Data provided

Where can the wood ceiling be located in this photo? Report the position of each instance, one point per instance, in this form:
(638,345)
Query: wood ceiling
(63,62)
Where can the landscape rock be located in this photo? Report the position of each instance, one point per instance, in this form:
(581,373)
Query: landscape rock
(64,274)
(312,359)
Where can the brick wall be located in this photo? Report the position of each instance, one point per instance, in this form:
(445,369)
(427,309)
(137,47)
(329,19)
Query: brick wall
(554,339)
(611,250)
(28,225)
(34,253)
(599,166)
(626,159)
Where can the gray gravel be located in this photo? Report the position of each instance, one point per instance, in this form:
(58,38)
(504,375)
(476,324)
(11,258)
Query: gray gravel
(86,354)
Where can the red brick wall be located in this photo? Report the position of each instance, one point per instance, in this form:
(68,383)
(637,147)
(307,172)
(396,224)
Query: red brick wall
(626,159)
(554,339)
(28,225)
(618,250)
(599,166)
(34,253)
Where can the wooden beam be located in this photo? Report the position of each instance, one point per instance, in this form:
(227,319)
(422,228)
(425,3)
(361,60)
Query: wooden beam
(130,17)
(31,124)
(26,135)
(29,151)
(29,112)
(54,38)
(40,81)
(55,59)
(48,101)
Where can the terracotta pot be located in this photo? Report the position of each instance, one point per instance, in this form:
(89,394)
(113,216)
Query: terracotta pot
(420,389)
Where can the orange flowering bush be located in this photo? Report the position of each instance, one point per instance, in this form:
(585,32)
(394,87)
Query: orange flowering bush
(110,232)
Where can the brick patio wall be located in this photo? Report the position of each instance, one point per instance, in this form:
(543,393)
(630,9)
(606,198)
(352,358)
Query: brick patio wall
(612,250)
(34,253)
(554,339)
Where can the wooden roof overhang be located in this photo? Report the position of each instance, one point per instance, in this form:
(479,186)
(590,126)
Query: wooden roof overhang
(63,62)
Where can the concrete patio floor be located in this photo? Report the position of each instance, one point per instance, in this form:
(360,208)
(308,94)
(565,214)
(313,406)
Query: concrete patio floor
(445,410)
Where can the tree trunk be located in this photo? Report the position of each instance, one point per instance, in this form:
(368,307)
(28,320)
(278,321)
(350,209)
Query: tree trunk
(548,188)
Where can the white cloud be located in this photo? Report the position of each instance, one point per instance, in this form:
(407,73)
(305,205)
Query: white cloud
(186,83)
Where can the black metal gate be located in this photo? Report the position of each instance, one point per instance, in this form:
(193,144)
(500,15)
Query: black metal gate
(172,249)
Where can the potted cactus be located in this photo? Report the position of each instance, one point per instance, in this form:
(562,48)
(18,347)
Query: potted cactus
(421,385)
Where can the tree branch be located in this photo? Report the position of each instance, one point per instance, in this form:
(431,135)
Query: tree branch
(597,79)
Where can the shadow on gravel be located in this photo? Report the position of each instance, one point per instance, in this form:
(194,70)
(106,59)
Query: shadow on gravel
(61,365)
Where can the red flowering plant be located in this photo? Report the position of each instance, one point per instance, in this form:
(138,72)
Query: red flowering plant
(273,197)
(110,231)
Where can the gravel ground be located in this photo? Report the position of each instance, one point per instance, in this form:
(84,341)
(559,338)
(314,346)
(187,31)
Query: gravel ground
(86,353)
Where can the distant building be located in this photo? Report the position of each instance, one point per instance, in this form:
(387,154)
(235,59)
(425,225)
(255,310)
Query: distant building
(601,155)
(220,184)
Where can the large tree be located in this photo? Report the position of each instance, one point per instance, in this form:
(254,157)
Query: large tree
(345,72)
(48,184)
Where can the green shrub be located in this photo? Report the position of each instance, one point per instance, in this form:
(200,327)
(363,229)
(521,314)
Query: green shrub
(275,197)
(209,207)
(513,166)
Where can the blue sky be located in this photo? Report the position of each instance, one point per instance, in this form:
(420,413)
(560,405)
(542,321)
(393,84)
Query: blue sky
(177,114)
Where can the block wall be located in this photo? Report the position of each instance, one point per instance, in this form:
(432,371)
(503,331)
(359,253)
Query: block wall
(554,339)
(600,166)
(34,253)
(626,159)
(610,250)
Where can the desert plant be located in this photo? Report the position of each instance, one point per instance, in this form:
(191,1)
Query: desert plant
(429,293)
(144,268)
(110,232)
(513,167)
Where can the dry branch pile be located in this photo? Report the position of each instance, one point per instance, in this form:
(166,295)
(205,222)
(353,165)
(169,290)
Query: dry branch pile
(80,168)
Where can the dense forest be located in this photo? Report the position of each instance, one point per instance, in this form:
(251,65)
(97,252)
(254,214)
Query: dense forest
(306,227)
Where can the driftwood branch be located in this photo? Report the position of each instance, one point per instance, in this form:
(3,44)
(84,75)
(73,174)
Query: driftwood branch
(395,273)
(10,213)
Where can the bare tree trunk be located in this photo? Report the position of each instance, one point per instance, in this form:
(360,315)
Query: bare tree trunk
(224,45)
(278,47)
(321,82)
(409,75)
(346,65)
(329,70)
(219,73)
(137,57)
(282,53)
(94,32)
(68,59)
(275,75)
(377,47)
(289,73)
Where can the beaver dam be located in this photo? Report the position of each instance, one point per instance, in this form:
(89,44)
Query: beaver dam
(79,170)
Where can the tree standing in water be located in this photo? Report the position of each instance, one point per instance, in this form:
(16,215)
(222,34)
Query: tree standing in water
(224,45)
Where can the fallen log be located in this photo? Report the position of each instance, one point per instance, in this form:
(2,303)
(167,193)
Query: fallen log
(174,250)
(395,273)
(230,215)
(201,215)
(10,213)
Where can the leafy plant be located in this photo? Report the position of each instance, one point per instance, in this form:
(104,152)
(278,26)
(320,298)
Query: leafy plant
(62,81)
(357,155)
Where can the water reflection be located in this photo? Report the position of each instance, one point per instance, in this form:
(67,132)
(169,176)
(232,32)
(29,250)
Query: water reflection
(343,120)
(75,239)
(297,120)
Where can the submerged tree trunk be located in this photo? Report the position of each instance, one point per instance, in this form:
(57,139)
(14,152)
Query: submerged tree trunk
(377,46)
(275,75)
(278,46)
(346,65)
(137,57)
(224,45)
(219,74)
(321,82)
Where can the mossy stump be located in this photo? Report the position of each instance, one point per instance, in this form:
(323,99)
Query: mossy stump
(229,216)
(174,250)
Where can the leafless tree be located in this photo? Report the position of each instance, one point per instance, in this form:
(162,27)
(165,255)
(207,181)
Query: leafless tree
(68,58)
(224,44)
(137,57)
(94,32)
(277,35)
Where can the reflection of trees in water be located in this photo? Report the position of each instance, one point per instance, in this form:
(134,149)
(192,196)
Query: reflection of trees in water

What is needed
Transcribe all of the entries without altering anything.

Worked answer
Where can the wood ceiling be located in this photo? Report the position of each instance, one point per instance, in this form:
(638,345)
Query: wood ceiling
(63,62)
Where can the landscape rock be located in this photo? Report the position of each instance, one point per instance, in this form:
(581,373)
Query: landscape rock
(64,274)
(312,359)
Where can the brick wall be located in this photo? Report the position of each instance, one point per instance, in this form:
(445,369)
(427,309)
(137,47)
(329,19)
Query: brick wall
(554,339)
(611,250)
(28,225)
(34,253)
(599,166)
(626,159)
Where can the gray gravel be located in this photo? Report the position of each instance, one point per instance, in this form:
(58,38)
(504,375)
(476,324)
(11,258)
Query: gray gravel
(86,354)
Where can the red brick wall be located in this photo? Report the position of each instance, one point per instance, in this form:
(68,383)
(637,147)
(307,172)
(396,224)
Query: red brick wall
(626,159)
(554,339)
(28,225)
(618,250)
(599,166)
(34,253)
Where can the wooden beam be located in this photo? Report the position of each instance, one point per instance, in this form:
(227,319)
(422,228)
(425,3)
(361,60)
Query: wooden beam
(130,17)
(31,124)
(26,135)
(29,151)
(29,112)
(54,38)
(40,81)
(55,59)
(48,101)
Where can the terracotta pot be located in this photo? Report the position of each instance, one point per instance, in this form:
(89,394)
(113,216)
Query: terracotta pot
(420,389)
Where can the orange flowering bush be located in this photo? Report the position of each instance, one point per instance, in this form:
(585,32)
(394,87)
Query: orange flowering bush
(110,232)
Where can the brick patio wall be located in this photo? Report the position of each instance, one point per instance, in this form:
(543,393)
(630,9)
(606,198)
(352,358)
Query: brick patio wall
(612,250)
(34,253)
(554,339)
Where can the wooden roof overhang be located in this photo? Report the position of each instance, one point per instance, in this form:
(479,186)
(590,126)
Query: wooden roof overhang
(63,62)
Where can the concrete patio floor be located in this photo? Report the position of each instance, one point per instance, in this form:
(360,208)
(308,94)
(565,214)
(313,406)
Query: concrete patio floor
(445,410)
Where can the tree trunk be located in this photo? Report the position of each instance, one point per instance, in this form:
(368,307)
(28,320)
(278,321)
(350,209)
Query: tree trunk
(548,188)
Where can the white cloud be located in this photo? Report the position of each instance, one point per instance, in this form:
(407,73)
(305,205)
Query: white cloud
(186,83)
Where can the black metal gate be located in this photo? Report the position of each instance, one point per instance, in this form:
(193,144)
(500,15)
Query: black metal gate
(172,249)
Where can the potted cactus be located in this photo? Report the position of each instance, one point per instance, in this form:
(562,48)
(18,347)
Query: potted cactus
(421,385)
Where can the tree branch be located in this photo? Report the position of each instance, one point per instance, in this form:
(431,135)
Query: tree branch
(597,79)
Where can the shadow on gravel be located in this photo? Report the position of each instance, one point per instance, in this form:
(194,70)
(106,59)
Query: shadow on gravel
(61,365)
Where can the red flowering plant be located in this photo? Report the position of each instance, one point per instance, in this form:
(138,72)
Query: red flowering plant
(273,197)
(110,231)
Where can the gravel ground be located in this photo? Report the position of each instance, one point per instance, in this form:
(84,341)
(559,338)
(314,346)
(187,31)
Query: gravel ground
(86,353)
Where can the distant building be located in this photo? Report the position of each instance, one point per instance, in this form:
(387,154)
(235,59)
(425,225)
(255,310)
Query: distant building
(601,155)
(220,184)
Where can the large tree be located in this photo? Report the position of each instance, one point per instance, in this form:
(254,157)
Query: large tree
(345,72)
(48,184)
Where can the green shrub be located in this photo? Report the position of each instance, one point per instance, in this form:
(200,327)
(363,229)
(521,314)
Query: green shrub
(275,197)
(209,207)
(513,166)
Where can the blue sky be located in this photo? Report the position of each instance, one point per instance, in this form:
(420,413)
(560,405)
(542,321)
(393,84)
Query: blue sky
(177,114)
Where can the block wall be located in this photo? Report the position of each instance, one point per instance, in this form:
(432,371)
(503,331)
(359,253)
Query: block wall
(554,339)
(600,166)
(34,253)
(626,159)
(610,250)
Where can the desert plant be located in this photo? Report the position of each instance, one point per instance, in this form:
(191,1)
Query: desert plant
(429,293)
(144,268)
(110,232)
(513,167)
Where can the dry branch pile be located in this photo? Report the position of each instance, one point per instance, in this form:
(166,295)
(205,222)
(353,165)
(169,290)
Query: dry branch pile
(80,168)
Where can the dense forest be located in this photo? Report the position of each instance, one point per instance, in this form:
(251,65)
(97,252)
(254,214)
Query: dense forest
(306,227)
Where can the driftwood branch be located in this photo? Report the position of each instance, one point per instance, in this form:
(3,44)
(84,75)
(73,174)
Query: driftwood branch
(395,273)
(10,213)
Where can the bare tree trunk be located in this photo? Report the position of each instance, one point per instance, in this form:
(360,315)
Query: bare tree trunk
(224,45)
(278,47)
(321,82)
(409,75)
(346,65)
(329,70)
(219,73)
(137,57)
(282,53)
(94,32)
(68,59)
(275,75)
(377,47)
(289,73)
Where can the beaver dam be located in this photo? Report the position of each instance, one point per instance, in this form:
(89,44)
Query: beaver dam
(79,170)
Where can the tree standing in water be located in this photo? Report the position of each instance, one point per instance, in this form:
(16,215)
(222,34)
Query: tree standing in water
(224,45)
Where can the fallen log be located in this photo? Report the position of each instance, one point per instance, in this form:
(2,303)
(167,193)
Query: fallen log
(174,250)
(395,273)
(230,215)
(201,215)
(10,213)
Where can the leafy plant be located in this photo? Report the position of each instance, one point per instance, in this form:
(104,152)
(278,26)
(320,298)
Query: leafy plant
(62,81)
(357,155)
Where can the water reflection be located in this photo? Report the position of each instance, one point per instance, in this form:
(67,132)
(169,176)
(232,32)
(29,250)
Query: water reflection
(343,120)
(75,239)
(297,120)
Where can the submerged tree trunk be located in this photo? Report the position of each instance, one point per instance, in this form:
(57,139)
(14,152)
Query: submerged tree trunk
(377,46)
(275,75)
(278,46)
(346,65)
(137,57)
(224,45)
(219,74)
(321,82)
Where can the mossy stump be located in this photo? Report the position of each instance, one point per instance, in this form:
(323,99)
Query: mossy stump
(229,216)
(174,250)
Where can the leafless tree be located in this photo? Report the position of each instance, one point per instance, in this form:
(162,27)
(165,255)
(207,181)
Query: leafless tree
(68,58)
(224,44)
(137,57)
(94,32)
(277,35)
Where can the reflection of trees in water be located in this photo? Report the position of each instance, one point per instance, in this form:
(134,149)
(192,196)
Query: reflection of trees in water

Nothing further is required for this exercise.